### YOUR TASK
Find the string "sign" in the data, and copy out each line that has it.

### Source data
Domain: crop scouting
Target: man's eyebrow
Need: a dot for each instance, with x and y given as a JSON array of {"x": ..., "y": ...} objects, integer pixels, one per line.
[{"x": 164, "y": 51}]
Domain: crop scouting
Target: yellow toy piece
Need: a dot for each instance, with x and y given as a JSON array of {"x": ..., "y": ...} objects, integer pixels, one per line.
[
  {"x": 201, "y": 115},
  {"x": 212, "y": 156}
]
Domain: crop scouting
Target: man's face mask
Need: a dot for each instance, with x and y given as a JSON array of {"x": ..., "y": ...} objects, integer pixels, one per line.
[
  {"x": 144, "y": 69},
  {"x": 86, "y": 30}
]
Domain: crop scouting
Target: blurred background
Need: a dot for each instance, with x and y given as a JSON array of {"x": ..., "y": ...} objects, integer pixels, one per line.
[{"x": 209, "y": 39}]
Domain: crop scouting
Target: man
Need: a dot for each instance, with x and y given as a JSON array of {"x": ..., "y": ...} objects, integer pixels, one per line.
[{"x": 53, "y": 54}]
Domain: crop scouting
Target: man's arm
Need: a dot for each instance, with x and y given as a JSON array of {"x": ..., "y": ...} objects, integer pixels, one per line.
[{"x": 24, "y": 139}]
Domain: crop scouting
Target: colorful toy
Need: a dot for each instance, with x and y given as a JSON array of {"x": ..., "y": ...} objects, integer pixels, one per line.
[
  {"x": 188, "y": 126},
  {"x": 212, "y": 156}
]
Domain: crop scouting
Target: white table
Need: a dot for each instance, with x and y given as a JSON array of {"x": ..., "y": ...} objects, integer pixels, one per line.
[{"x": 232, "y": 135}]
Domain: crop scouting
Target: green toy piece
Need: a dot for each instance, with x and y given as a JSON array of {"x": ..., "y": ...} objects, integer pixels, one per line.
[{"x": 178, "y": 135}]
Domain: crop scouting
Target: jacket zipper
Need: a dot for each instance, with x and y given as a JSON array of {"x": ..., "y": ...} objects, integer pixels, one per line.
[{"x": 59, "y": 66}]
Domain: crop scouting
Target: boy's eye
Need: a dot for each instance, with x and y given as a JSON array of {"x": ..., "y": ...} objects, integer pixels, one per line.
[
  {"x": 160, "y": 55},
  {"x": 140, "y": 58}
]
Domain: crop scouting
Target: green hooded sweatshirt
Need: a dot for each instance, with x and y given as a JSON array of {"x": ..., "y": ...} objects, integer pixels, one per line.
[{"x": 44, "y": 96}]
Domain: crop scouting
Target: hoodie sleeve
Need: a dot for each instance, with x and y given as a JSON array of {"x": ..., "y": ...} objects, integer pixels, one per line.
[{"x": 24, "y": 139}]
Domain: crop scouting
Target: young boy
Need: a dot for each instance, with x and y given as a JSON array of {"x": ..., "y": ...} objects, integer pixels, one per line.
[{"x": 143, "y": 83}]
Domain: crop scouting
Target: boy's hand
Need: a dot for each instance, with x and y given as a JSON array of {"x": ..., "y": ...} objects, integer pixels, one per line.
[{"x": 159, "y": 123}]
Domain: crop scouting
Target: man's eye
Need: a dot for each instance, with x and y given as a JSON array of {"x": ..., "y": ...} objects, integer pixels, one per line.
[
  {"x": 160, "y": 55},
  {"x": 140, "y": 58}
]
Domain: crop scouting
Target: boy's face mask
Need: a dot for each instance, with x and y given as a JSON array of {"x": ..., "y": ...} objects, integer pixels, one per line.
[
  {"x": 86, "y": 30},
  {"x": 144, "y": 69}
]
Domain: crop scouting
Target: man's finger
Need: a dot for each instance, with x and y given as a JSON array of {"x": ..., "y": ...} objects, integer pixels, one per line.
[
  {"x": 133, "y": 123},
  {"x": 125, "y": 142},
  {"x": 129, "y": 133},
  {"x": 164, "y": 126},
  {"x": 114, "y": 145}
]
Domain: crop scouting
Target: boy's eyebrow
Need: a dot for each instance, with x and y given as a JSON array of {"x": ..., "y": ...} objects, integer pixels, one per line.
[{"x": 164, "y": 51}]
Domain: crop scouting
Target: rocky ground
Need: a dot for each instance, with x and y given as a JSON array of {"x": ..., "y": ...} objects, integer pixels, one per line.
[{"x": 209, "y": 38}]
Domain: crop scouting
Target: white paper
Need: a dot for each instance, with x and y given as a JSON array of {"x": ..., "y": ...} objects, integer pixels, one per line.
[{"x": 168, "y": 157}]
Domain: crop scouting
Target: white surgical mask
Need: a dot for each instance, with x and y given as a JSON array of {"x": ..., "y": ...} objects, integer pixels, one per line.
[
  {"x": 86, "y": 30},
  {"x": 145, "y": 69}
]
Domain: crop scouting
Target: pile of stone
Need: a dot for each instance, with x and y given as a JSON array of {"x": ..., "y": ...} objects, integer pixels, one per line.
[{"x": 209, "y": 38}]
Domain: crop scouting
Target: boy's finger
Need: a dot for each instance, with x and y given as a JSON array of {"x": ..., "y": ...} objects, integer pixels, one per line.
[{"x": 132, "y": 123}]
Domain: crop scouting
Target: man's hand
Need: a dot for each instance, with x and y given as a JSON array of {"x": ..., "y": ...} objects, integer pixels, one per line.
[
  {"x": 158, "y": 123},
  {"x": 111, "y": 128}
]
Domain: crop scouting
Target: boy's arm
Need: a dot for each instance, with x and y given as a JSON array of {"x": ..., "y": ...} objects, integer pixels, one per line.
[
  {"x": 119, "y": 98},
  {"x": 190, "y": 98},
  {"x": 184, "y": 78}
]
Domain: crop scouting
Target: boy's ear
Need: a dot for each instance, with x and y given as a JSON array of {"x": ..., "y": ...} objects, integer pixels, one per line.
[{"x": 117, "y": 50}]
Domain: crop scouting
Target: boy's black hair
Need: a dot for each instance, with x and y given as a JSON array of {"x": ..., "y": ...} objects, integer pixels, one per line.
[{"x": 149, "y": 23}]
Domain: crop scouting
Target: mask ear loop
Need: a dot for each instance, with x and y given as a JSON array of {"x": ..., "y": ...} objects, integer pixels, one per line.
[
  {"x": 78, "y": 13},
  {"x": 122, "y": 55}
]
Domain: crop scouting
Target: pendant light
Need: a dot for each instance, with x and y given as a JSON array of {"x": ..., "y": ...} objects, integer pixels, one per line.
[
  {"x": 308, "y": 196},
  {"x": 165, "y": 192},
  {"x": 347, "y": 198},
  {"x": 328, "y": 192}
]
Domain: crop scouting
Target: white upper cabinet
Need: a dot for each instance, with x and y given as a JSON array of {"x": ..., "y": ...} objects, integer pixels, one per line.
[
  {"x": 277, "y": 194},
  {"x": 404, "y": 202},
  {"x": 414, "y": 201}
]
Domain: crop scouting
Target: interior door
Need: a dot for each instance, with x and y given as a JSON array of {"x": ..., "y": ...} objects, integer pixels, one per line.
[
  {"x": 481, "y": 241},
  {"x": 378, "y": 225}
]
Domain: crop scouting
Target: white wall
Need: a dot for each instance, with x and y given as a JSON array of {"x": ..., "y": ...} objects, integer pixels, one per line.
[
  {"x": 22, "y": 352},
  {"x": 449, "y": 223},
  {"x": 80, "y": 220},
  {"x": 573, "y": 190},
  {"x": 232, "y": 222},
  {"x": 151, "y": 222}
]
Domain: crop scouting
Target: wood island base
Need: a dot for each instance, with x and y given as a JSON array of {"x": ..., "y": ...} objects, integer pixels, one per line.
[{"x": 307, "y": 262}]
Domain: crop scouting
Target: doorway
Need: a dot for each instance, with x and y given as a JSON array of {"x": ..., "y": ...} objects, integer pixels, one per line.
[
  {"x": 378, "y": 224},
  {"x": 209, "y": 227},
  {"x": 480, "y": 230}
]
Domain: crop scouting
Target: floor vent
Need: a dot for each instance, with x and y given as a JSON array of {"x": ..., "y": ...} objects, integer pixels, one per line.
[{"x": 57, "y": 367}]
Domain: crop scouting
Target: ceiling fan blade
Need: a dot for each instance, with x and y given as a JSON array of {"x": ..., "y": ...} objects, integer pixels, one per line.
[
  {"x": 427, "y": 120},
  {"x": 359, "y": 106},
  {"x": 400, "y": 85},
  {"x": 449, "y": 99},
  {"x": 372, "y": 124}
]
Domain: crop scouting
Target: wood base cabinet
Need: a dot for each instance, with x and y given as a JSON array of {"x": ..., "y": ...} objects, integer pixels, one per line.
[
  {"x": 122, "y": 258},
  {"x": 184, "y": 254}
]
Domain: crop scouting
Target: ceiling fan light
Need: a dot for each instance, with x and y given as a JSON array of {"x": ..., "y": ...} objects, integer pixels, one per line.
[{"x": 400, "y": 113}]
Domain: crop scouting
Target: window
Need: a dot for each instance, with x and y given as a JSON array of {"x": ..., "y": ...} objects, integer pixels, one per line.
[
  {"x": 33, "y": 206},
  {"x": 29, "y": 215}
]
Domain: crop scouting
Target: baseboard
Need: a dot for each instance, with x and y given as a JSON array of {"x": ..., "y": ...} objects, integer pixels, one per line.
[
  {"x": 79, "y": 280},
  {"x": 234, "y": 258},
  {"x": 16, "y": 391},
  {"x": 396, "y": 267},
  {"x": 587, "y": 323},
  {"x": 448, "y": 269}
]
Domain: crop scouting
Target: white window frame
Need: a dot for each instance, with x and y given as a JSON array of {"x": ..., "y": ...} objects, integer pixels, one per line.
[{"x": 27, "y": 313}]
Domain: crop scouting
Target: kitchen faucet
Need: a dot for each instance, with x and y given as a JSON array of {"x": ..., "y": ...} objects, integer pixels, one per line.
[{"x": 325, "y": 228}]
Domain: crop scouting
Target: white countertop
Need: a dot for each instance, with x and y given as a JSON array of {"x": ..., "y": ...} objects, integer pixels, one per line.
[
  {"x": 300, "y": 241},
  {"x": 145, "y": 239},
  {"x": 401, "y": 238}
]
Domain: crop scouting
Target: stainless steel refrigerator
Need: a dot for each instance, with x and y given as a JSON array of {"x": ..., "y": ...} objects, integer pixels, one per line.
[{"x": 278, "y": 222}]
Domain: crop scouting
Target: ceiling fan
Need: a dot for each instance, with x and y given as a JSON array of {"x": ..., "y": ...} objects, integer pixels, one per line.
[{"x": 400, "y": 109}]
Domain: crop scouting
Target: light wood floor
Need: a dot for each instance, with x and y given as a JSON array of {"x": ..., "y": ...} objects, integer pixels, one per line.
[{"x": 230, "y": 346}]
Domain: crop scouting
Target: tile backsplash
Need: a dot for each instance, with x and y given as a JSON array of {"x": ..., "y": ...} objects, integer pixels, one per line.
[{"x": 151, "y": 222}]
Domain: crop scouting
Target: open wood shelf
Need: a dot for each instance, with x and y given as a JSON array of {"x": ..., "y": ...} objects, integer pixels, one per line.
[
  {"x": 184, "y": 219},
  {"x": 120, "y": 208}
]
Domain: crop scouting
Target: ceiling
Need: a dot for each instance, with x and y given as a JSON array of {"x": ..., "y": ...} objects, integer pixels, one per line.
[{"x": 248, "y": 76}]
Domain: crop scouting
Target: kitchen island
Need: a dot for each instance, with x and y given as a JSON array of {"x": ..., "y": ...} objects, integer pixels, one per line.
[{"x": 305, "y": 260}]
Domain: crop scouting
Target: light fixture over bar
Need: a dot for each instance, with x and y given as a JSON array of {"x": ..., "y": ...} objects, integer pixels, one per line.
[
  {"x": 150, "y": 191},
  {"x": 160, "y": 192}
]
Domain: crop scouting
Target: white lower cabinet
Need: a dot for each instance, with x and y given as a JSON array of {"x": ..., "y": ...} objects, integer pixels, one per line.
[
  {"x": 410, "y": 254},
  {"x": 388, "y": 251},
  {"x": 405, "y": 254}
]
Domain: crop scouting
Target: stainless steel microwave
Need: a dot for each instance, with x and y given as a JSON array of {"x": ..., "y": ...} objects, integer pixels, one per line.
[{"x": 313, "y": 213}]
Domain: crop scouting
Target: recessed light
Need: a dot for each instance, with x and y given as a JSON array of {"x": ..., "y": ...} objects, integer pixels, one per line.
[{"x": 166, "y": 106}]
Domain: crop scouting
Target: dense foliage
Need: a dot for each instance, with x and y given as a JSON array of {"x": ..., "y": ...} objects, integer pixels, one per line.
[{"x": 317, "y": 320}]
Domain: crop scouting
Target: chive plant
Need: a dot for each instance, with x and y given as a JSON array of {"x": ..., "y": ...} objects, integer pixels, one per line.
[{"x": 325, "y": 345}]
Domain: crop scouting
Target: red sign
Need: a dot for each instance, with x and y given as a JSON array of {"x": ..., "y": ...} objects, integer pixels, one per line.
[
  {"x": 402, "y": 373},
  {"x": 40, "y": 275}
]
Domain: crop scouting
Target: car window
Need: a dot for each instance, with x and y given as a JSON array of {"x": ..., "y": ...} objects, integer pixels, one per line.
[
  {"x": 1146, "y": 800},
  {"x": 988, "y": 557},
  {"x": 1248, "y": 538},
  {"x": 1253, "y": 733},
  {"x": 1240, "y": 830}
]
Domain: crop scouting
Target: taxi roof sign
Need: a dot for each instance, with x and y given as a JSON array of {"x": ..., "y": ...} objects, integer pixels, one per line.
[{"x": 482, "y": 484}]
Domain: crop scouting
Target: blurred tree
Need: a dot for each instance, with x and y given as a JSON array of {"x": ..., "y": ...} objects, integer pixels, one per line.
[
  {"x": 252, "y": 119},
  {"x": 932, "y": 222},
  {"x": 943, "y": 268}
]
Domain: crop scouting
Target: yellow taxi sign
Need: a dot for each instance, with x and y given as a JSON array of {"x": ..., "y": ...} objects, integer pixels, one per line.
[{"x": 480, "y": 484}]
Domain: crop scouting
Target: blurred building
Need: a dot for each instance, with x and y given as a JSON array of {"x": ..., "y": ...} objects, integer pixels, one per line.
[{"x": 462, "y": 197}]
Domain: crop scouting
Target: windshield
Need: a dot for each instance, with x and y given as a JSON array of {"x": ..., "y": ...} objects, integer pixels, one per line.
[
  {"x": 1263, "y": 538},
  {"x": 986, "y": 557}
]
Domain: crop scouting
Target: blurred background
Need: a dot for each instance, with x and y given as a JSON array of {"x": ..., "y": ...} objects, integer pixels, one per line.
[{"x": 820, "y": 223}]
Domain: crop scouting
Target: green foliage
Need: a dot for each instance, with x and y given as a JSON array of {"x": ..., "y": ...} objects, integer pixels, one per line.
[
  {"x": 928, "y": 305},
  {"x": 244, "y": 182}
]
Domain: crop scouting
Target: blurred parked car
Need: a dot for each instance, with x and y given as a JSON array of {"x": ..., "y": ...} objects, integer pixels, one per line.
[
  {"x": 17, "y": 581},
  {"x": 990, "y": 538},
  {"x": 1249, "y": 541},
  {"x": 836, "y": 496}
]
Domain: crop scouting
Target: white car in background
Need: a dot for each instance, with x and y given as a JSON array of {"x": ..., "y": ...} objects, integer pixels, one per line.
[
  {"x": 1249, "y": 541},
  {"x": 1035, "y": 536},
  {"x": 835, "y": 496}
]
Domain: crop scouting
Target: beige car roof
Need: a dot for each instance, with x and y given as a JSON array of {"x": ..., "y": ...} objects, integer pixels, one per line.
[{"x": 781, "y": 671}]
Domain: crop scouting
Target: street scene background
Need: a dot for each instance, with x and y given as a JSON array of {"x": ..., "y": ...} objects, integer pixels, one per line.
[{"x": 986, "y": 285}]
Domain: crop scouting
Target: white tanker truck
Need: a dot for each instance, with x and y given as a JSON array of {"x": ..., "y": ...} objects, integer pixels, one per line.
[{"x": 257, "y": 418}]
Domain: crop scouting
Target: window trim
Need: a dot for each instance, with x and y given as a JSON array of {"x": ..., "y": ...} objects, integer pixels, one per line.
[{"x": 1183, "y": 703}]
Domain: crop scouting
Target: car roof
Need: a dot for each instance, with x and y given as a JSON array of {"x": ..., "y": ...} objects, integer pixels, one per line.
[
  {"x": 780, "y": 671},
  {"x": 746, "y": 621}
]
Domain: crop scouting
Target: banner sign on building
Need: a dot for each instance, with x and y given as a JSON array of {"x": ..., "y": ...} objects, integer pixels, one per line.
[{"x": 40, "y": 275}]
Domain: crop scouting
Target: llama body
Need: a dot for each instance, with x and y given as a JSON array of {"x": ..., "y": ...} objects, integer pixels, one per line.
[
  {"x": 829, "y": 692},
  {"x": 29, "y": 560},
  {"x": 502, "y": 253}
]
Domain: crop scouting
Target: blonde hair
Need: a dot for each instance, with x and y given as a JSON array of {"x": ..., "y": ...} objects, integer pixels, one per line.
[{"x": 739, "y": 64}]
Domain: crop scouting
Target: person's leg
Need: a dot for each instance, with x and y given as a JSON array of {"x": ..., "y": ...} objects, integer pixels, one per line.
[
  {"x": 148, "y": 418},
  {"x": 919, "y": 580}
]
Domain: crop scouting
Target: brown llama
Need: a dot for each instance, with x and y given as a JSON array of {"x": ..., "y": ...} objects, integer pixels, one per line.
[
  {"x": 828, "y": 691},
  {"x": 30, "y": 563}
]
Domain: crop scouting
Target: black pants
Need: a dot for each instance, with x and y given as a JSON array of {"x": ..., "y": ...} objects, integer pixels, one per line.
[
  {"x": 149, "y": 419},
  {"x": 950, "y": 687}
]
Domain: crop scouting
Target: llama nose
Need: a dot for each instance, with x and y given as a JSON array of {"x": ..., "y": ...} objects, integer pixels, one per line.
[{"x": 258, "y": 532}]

### PROBLEM SOLUTION
Target: red sign
Target: taxi roof sign
Target: yellow taxi sign
Target: banner sign on building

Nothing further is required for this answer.